**Exercise details:** Reproduce exactly the lines from the one containing "Target: scoreboard screen" through the end of the listing, minus the pictures.

START Records to use

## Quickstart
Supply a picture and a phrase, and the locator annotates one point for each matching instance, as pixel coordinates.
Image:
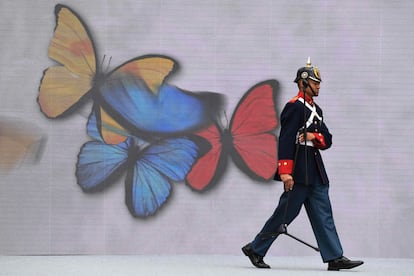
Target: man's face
(314, 92)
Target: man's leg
(287, 210)
(319, 210)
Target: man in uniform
(303, 134)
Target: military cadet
(300, 167)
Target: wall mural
(152, 131)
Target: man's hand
(309, 137)
(287, 181)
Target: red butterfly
(249, 140)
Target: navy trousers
(315, 198)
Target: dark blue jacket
(292, 156)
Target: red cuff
(319, 140)
(285, 166)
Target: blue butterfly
(168, 111)
(150, 168)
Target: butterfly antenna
(107, 66)
(225, 117)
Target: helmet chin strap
(313, 92)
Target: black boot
(256, 260)
(343, 263)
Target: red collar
(308, 99)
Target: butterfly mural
(249, 140)
(20, 142)
(136, 87)
(150, 168)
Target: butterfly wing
(209, 167)
(99, 164)
(252, 125)
(148, 182)
(145, 103)
(20, 141)
(63, 85)
(151, 69)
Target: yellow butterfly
(64, 86)
(20, 142)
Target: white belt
(308, 144)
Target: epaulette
(294, 99)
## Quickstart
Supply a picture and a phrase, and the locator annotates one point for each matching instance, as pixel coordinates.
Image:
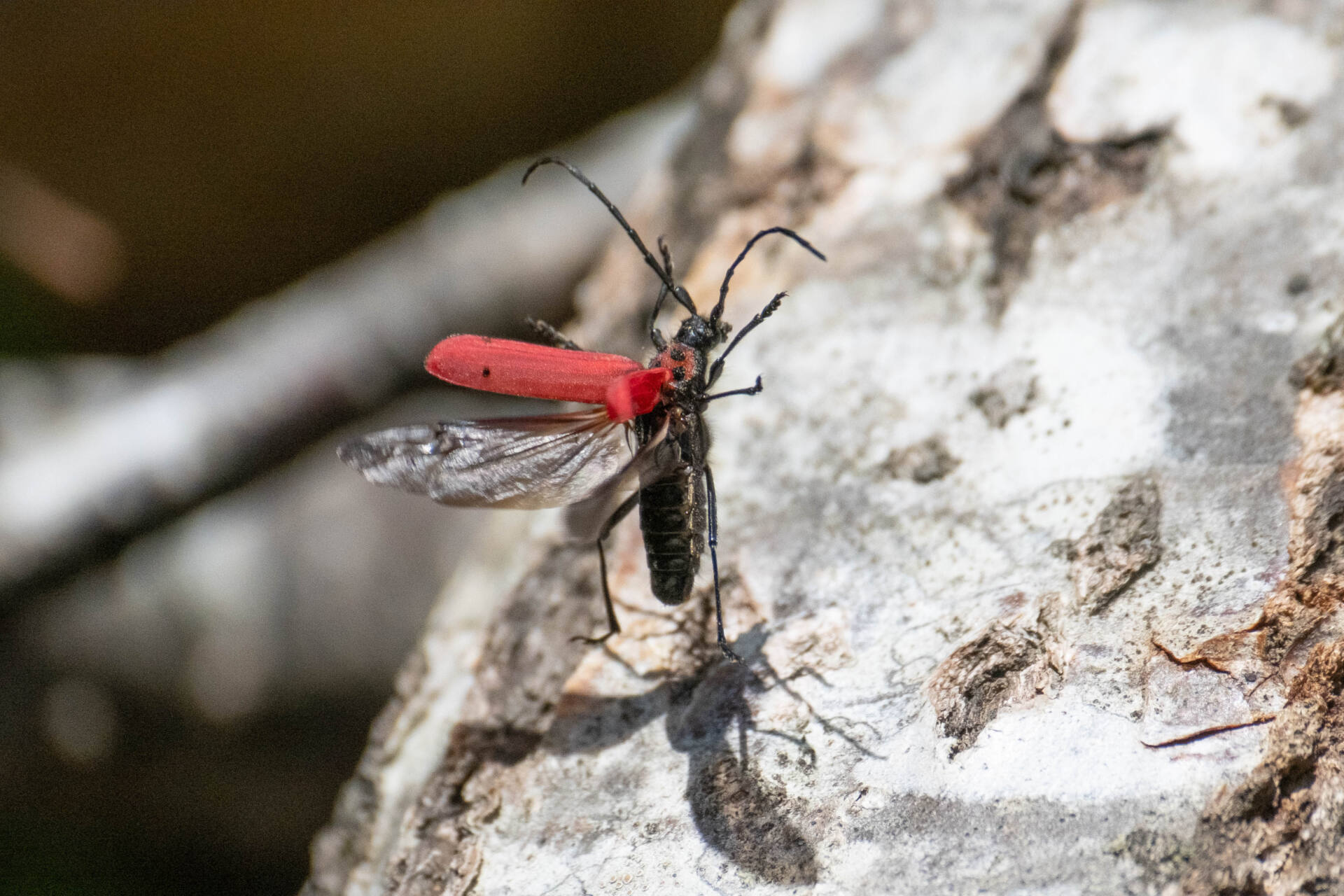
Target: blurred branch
(223, 405)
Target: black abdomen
(672, 533)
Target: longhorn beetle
(582, 458)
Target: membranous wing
(510, 463)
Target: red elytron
(526, 370)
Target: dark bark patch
(921, 463)
(1121, 543)
(1281, 830)
(1009, 391)
(1322, 370)
(1004, 664)
(518, 687)
(1025, 176)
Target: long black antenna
(723, 290)
(678, 293)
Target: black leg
(750, 390)
(620, 514)
(655, 335)
(771, 308)
(552, 335)
(714, 564)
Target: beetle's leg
(714, 562)
(750, 390)
(771, 308)
(620, 514)
(552, 335)
(655, 335)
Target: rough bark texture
(1032, 543)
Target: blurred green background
(163, 163)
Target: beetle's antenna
(678, 292)
(723, 290)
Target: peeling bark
(1121, 543)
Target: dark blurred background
(162, 164)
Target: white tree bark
(1032, 540)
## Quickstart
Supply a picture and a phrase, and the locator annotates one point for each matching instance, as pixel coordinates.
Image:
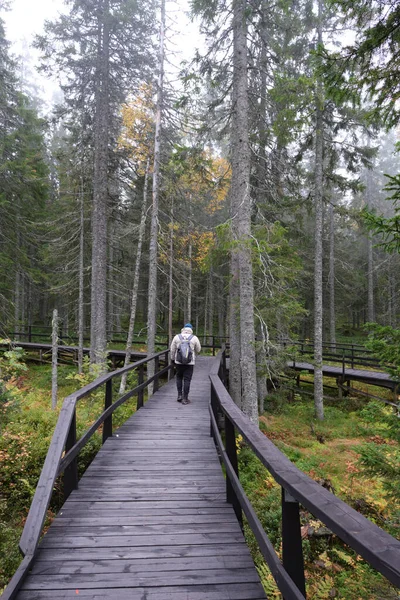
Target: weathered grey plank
(235, 591)
(155, 565)
(150, 518)
(148, 580)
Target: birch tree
(241, 212)
(318, 208)
(153, 249)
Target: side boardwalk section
(150, 518)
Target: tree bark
(332, 313)
(81, 314)
(189, 288)
(242, 204)
(171, 276)
(371, 300)
(318, 200)
(153, 263)
(261, 368)
(135, 286)
(98, 341)
(54, 361)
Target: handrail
(376, 546)
(64, 440)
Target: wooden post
(107, 425)
(156, 370)
(54, 360)
(230, 441)
(140, 392)
(70, 479)
(292, 550)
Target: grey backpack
(184, 353)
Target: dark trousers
(184, 376)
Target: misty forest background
(252, 189)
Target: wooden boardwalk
(369, 377)
(149, 520)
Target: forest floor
(327, 451)
(331, 453)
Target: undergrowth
(353, 453)
(26, 427)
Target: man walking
(184, 348)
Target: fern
(268, 582)
(343, 557)
(323, 588)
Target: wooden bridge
(154, 518)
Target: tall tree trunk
(318, 200)
(98, 334)
(189, 287)
(370, 279)
(110, 326)
(332, 313)
(81, 314)
(153, 264)
(54, 361)
(371, 299)
(390, 287)
(235, 375)
(135, 286)
(261, 367)
(241, 190)
(171, 276)
(210, 312)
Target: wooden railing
(64, 449)
(342, 353)
(378, 548)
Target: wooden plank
(144, 579)
(149, 518)
(149, 508)
(56, 541)
(142, 565)
(237, 591)
(87, 519)
(150, 553)
(83, 530)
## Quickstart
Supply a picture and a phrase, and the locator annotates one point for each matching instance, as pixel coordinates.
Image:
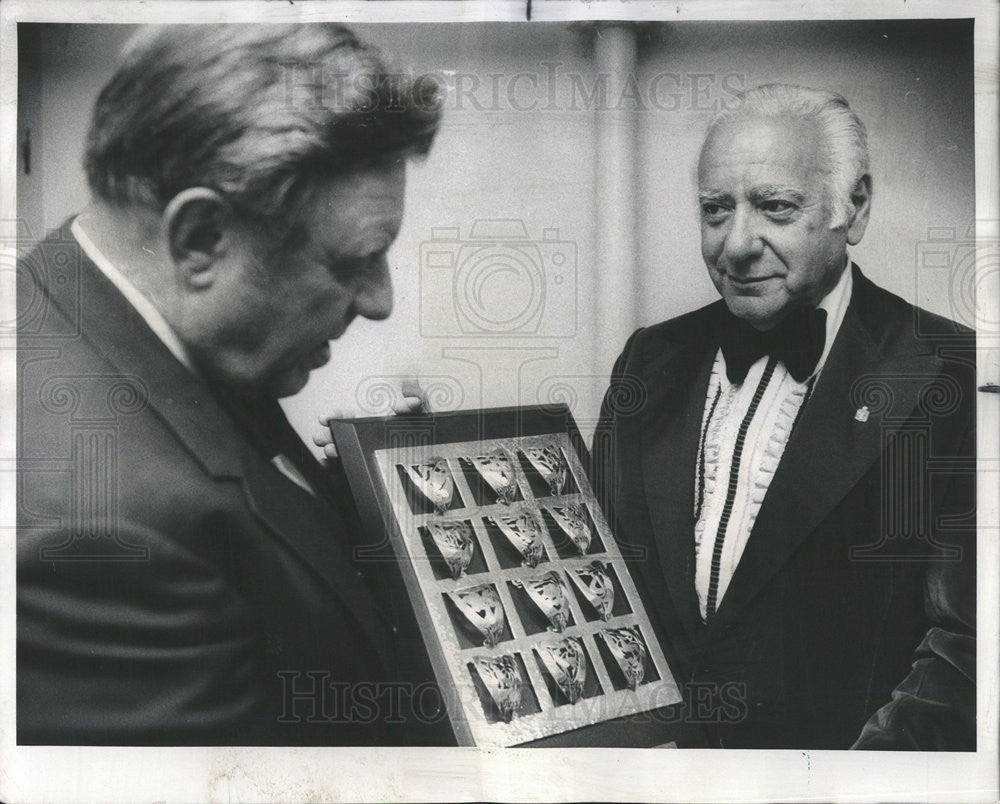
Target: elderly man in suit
(769, 459)
(185, 571)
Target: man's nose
(743, 241)
(373, 298)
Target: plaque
(530, 619)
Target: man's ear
(861, 204)
(195, 224)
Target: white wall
(912, 85)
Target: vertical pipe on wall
(615, 51)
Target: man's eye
(777, 208)
(713, 213)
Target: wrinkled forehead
(763, 149)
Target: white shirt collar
(134, 296)
(835, 303)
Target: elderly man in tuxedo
(185, 570)
(768, 459)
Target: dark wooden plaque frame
(609, 713)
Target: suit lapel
(676, 372)
(830, 449)
(185, 404)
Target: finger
(408, 404)
(336, 413)
(322, 437)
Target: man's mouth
(749, 280)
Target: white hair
(845, 137)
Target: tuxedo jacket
(173, 587)
(849, 620)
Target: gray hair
(255, 112)
(844, 134)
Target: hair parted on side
(844, 133)
(251, 111)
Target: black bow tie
(797, 342)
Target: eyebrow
(712, 195)
(764, 192)
(768, 191)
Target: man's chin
(288, 382)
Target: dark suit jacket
(850, 616)
(172, 586)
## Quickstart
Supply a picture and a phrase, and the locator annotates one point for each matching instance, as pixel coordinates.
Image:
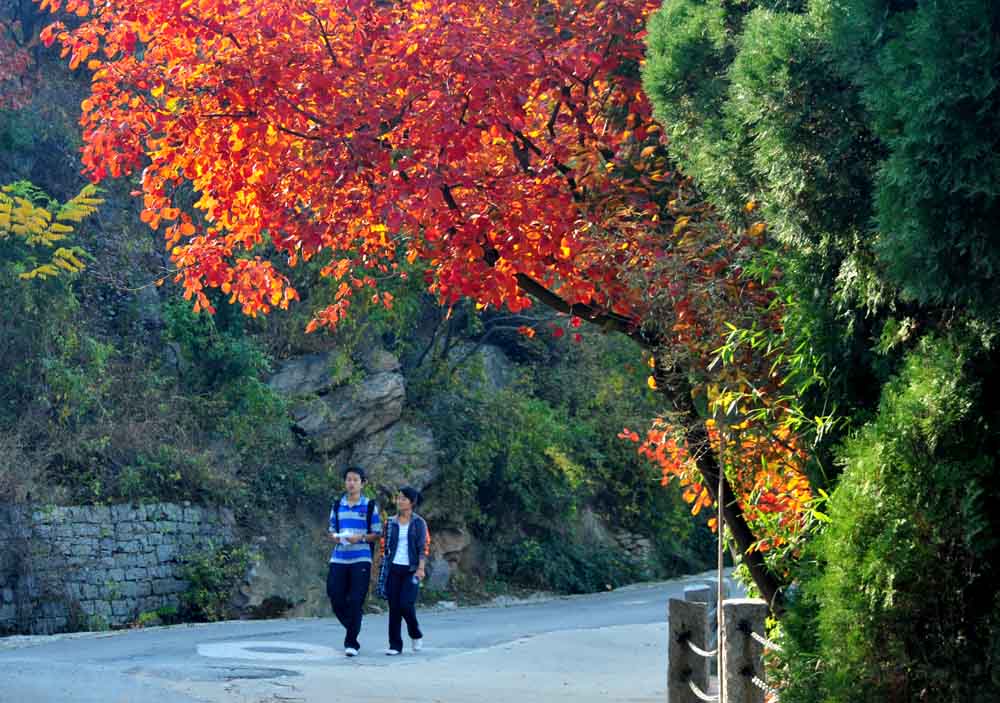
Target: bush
(906, 603)
(566, 565)
(213, 577)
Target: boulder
(345, 414)
(378, 360)
(484, 366)
(403, 454)
(438, 574)
(450, 542)
(315, 374)
(150, 309)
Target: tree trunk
(678, 393)
(767, 583)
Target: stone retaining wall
(73, 568)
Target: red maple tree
(506, 145)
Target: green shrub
(566, 565)
(213, 577)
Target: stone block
(136, 574)
(166, 552)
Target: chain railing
(740, 653)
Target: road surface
(599, 647)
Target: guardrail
(739, 655)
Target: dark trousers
(402, 593)
(347, 587)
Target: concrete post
(686, 621)
(742, 654)
(707, 594)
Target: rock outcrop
(403, 454)
(345, 414)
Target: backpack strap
(336, 514)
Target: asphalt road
(600, 647)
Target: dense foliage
(865, 132)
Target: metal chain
(701, 694)
(701, 652)
(761, 684)
(766, 642)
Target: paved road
(600, 647)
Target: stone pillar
(686, 621)
(743, 654)
(707, 594)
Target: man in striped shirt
(355, 524)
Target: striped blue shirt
(353, 519)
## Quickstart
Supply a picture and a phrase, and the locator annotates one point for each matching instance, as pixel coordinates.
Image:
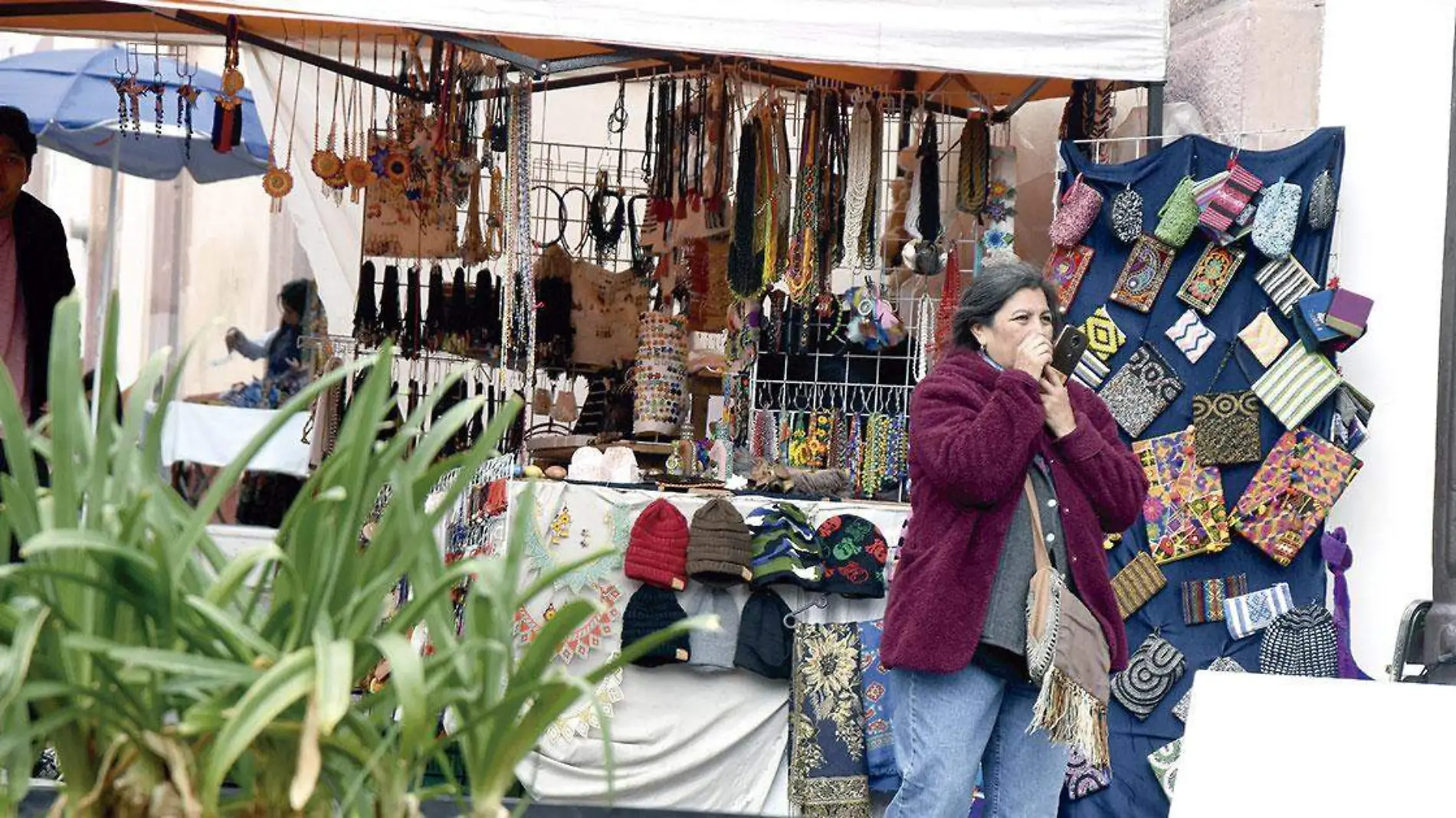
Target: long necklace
(278, 181)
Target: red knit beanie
(657, 552)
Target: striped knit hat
(785, 548)
(657, 552)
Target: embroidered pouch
(1165, 766)
(1091, 371)
(1127, 216)
(1229, 201)
(1264, 338)
(1292, 492)
(1276, 219)
(1192, 336)
(1184, 509)
(1085, 779)
(1286, 283)
(1143, 274)
(1226, 425)
(1302, 643)
(1179, 216)
(1323, 201)
(1081, 203)
(1104, 336)
(1210, 277)
(1152, 672)
(1140, 391)
(1136, 584)
(1222, 664)
(1254, 612)
(1296, 384)
(1064, 270)
(1203, 598)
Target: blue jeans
(946, 725)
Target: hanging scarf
(828, 769)
(874, 692)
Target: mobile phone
(1067, 351)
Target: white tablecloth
(682, 738)
(215, 436)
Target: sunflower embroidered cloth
(829, 774)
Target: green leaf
(407, 676)
(334, 682)
(281, 687)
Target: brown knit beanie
(720, 549)
(657, 552)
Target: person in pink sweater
(990, 415)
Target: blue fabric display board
(1133, 790)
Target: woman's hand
(1033, 355)
(1058, 404)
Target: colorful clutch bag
(1140, 391)
(1184, 509)
(1289, 496)
(1143, 274)
(1210, 277)
(1104, 336)
(1136, 584)
(1064, 271)
(1296, 384)
(1203, 598)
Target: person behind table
(35, 267)
(284, 371)
(35, 274)
(990, 415)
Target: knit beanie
(854, 556)
(657, 552)
(1300, 643)
(648, 612)
(765, 645)
(720, 548)
(785, 548)
(713, 649)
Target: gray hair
(989, 293)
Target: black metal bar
(63, 9)
(369, 77)
(1021, 100)
(1155, 116)
(491, 47)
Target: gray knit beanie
(713, 649)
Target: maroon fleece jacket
(973, 436)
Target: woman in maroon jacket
(989, 417)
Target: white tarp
(1108, 40)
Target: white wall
(1386, 79)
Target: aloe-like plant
(175, 680)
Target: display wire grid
(848, 378)
(1251, 140)
(838, 376)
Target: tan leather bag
(1067, 656)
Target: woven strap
(1038, 539)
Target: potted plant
(174, 680)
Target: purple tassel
(1339, 556)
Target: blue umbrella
(73, 108)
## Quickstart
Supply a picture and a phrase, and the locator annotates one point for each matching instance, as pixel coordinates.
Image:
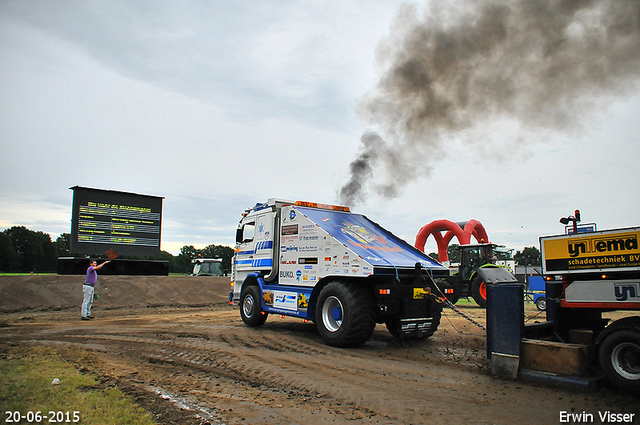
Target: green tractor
(477, 266)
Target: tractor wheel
(345, 314)
(251, 307)
(541, 303)
(479, 291)
(619, 356)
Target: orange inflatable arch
(463, 231)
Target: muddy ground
(176, 345)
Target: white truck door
(255, 250)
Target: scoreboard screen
(128, 223)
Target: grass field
(39, 386)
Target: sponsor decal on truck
(601, 250)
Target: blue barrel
(505, 318)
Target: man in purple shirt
(88, 288)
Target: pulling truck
(595, 273)
(338, 269)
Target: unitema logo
(604, 245)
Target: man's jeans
(87, 302)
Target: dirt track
(190, 359)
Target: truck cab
(323, 263)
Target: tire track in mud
(284, 373)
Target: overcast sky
(218, 105)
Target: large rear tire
(619, 356)
(479, 291)
(345, 314)
(251, 307)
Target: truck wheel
(479, 291)
(619, 356)
(251, 307)
(345, 314)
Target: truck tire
(345, 314)
(251, 307)
(619, 356)
(479, 291)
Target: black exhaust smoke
(541, 64)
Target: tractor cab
(473, 257)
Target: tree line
(23, 251)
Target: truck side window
(248, 232)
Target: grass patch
(26, 386)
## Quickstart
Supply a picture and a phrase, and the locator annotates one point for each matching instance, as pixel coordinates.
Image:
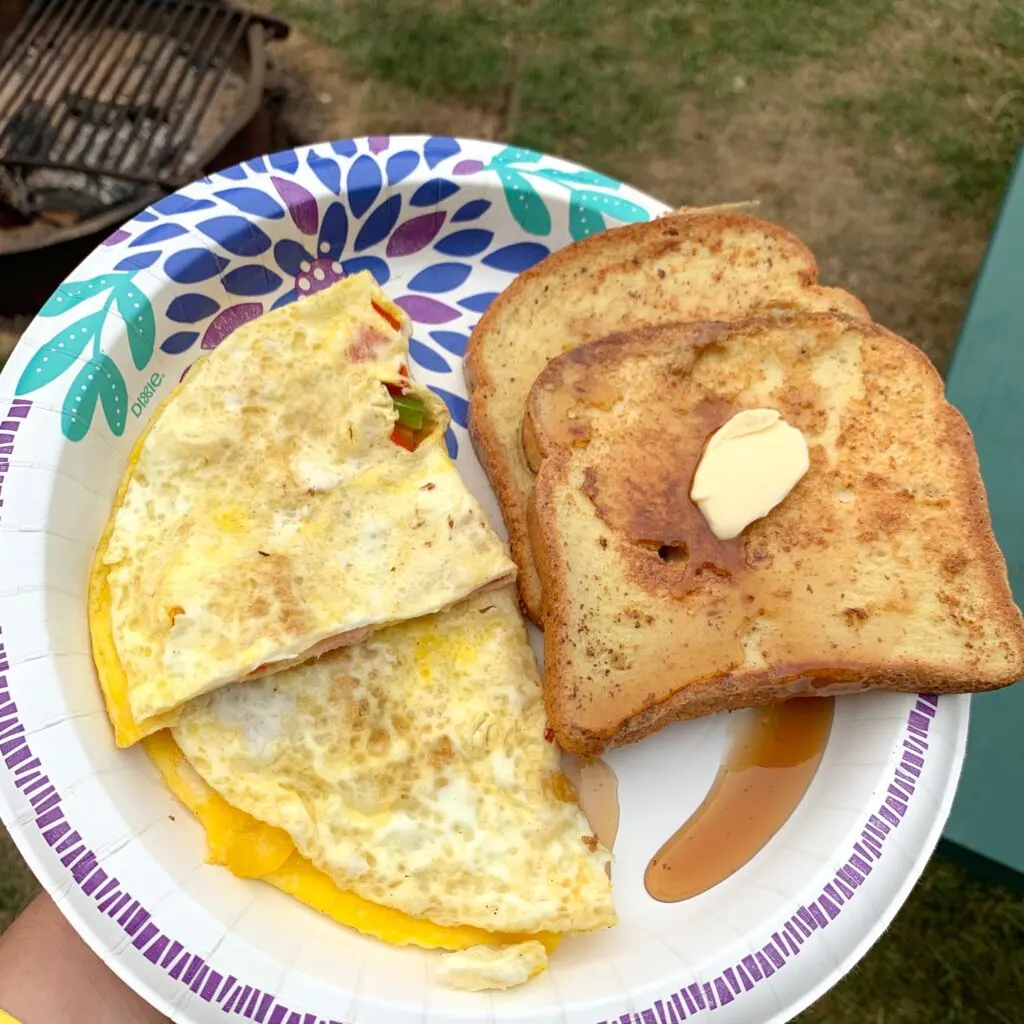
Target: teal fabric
(986, 382)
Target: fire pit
(104, 107)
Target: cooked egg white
(267, 515)
(252, 849)
(480, 968)
(413, 770)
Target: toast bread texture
(879, 569)
(691, 265)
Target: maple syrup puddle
(770, 764)
(597, 790)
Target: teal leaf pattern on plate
(136, 311)
(72, 293)
(524, 204)
(99, 378)
(582, 177)
(516, 155)
(613, 206)
(584, 220)
(60, 352)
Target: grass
(956, 94)
(583, 78)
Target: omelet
(252, 849)
(413, 770)
(281, 504)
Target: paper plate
(444, 224)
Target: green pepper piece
(411, 410)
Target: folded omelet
(280, 505)
(404, 787)
(299, 609)
(413, 769)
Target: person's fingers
(49, 976)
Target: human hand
(49, 976)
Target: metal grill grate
(123, 88)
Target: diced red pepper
(404, 437)
(393, 321)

END Records to use

**Full answer:**
Target: scoreboard screen
(128, 223)
Target: grass field
(39, 386)
Target: sponsor decal on truck
(601, 250)
Target: blue barrel
(505, 318)
Target: man in purple shirt
(88, 288)
Target: pulling truck
(595, 273)
(338, 269)
Target: unitema logo
(604, 245)
Target: man's jeans
(87, 302)
Target: dirt track
(190, 359)
Target: truck cab
(323, 263)
Target: tire track in mud
(284, 373)
Target: overcast sky
(218, 105)
Target: large rear tire
(619, 356)
(479, 291)
(345, 314)
(251, 307)
Target: truck wheel
(479, 291)
(619, 356)
(251, 307)
(345, 314)
Target: truck tire
(345, 314)
(251, 307)
(619, 356)
(479, 291)
Target: black exhaust smoke
(541, 64)
Target: tractor cab
(473, 257)
Target: tree line
(23, 251)
Target: truck side window
(248, 232)
Target: grass patch
(26, 386)
## Quickstart
Supply a picture and a phrase, and the locator annotates one point for each matching instance, as pixel coordinates.
Image:
Target: teal fabric
(986, 382)
Target: fire pit
(104, 107)
Target: cooked egg white
(267, 515)
(252, 849)
(480, 968)
(413, 770)
Target: toast bread texture
(879, 569)
(691, 265)
Target: maple syrup puddle
(770, 764)
(597, 790)
Target: teal leaf pattern on plate
(136, 311)
(72, 293)
(524, 204)
(99, 378)
(582, 177)
(516, 155)
(613, 206)
(584, 220)
(60, 352)
Target: grass
(956, 94)
(583, 78)
Target: omelet
(252, 849)
(413, 770)
(281, 504)
Target: paper plate
(444, 224)
Target: green pepper piece
(411, 410)
Target: folded omelet
(280, 505)
(404, 787)
(299, 609)
(413, 769)
Target: person's fingers
(49, 976)
Target: human hand
(49, 976)
Target: metal grill grate
(123, 88)
Target: diced red pepper
(404, 437)
(393, 321)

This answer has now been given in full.